EXERCISE AIM
Convert the data from the line with "For every instance of the shadow" through the line with "x=462, y=527", both included, into a Markdown table with two columns: "Row" for the line number and "Text" for the line itself. Leave out blank lines and any other lines.

GIVEN RECORDS
————————
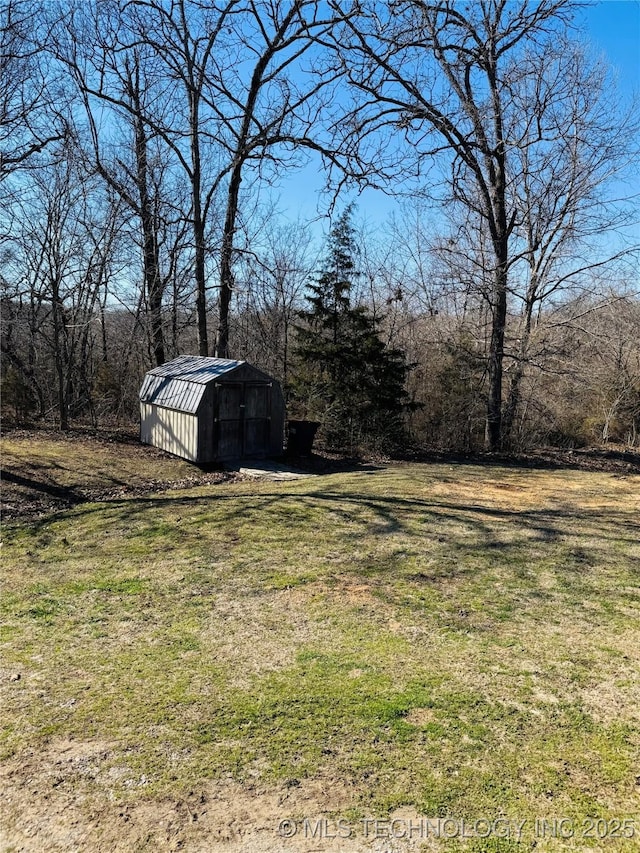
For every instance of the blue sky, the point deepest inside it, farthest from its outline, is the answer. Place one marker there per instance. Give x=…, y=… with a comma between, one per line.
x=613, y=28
————————
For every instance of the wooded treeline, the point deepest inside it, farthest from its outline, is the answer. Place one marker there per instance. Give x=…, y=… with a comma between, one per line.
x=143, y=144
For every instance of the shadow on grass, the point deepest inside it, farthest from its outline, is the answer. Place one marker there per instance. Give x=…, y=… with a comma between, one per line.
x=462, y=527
————————
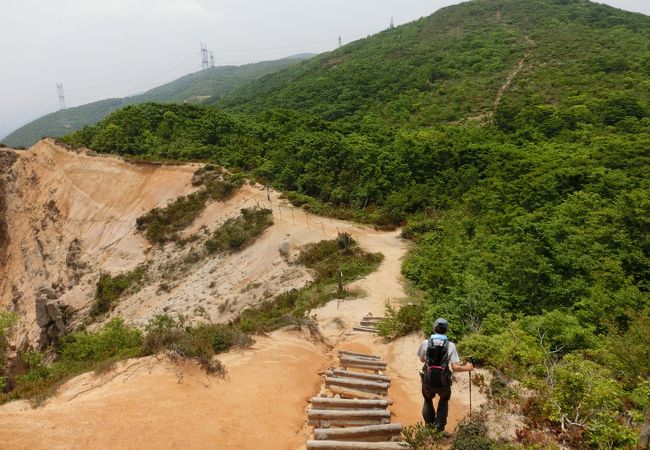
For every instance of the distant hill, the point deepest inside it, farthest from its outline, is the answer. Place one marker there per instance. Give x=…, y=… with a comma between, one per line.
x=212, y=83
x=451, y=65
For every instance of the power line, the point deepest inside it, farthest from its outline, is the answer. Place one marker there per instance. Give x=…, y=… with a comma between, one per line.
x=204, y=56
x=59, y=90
————————
RESPONSE TO THE TASK
| Row | Text |
|---|---|
| 1 | For every instance of the shadow on grass, the point deepest inside it, farthest from its outline, is the answer. Place one marker there per instance. Give x=…, y=… with a comma between, one per line. |
| 2 | x=462, y=527 |